>> START Passage
Original comment by classi...@floodgap.com
on 18 Jul 2013 at 12:41
Disabling MALLOC_FILL fixes that problem.
Original comment by classi...@floodgap.com
on 18 Jul 2013 at 2:28
Dragging out of the browser does work for text, just not images.
Original comment by classi...@floodgap.com
on 18 Jul 2013 at 2:39
After playing around in jemalloc for awhile it appears that there is no good
way to work around the image drag bug, so it will have to be wallpapered.
In content/base/src/nsContentAreaDragDrop.cpp, disabling creating the native
image draggable still crashed.
Disabling creating the native image draggable *and* disabling creating the file
promise also still crashed.
So, I stopped those from even being made by just returning NS_OK when a drag
gesture is detected over an image. Now it no longer crashes, but other drags
like URLs and so on still work.
Nicely still, on all the images in M702250 copying them to the clipboard still
worked, as well as saving them to disk, just not dragging them. I consider this
a shippable compromise.
>> END Passage
>> START Dataset content
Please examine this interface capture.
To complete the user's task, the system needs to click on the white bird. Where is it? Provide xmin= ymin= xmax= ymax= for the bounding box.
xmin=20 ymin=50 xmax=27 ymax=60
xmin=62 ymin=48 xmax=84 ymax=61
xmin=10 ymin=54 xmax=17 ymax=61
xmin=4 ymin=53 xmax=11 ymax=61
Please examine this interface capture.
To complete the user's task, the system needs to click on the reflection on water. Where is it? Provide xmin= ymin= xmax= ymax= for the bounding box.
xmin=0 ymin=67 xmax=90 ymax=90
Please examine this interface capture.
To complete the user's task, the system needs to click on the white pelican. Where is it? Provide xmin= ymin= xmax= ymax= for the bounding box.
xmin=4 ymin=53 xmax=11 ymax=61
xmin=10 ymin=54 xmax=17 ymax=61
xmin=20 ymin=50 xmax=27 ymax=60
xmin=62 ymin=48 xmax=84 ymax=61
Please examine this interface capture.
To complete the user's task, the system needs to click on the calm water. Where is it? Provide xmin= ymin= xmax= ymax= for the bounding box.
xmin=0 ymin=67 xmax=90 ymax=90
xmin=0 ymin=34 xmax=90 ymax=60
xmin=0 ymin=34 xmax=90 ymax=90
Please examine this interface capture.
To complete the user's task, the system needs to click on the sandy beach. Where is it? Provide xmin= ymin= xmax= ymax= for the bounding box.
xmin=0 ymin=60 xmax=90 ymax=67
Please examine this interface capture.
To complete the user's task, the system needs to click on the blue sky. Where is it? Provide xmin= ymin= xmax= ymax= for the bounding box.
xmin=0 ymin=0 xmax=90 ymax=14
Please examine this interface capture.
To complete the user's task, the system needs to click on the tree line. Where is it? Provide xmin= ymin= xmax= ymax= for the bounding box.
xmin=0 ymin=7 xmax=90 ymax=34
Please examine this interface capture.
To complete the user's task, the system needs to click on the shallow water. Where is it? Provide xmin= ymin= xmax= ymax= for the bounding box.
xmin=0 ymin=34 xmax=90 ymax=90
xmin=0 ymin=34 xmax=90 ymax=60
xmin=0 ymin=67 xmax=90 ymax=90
>> END Dataset content
**Problem to work on**
Transcribe the portion of the bug-report thread above starting with "Disabling creating the native image" and going on through "a shippable compromise.".

**Final answer**
Disabling creating the native image draggable *and* disabling creating the file
promise also still crashed.
So, I stopped those from even being made by just returning NS_OK when a drag
gesture is detected over an image. Now it no longer crashes, but other drags
like URLs and so on still work.
Nicely still, on all the images in M702250 copying them to the clipboard still
worked, as well as saving them to disk, just not dragging them. I consider this
a shippable compromise.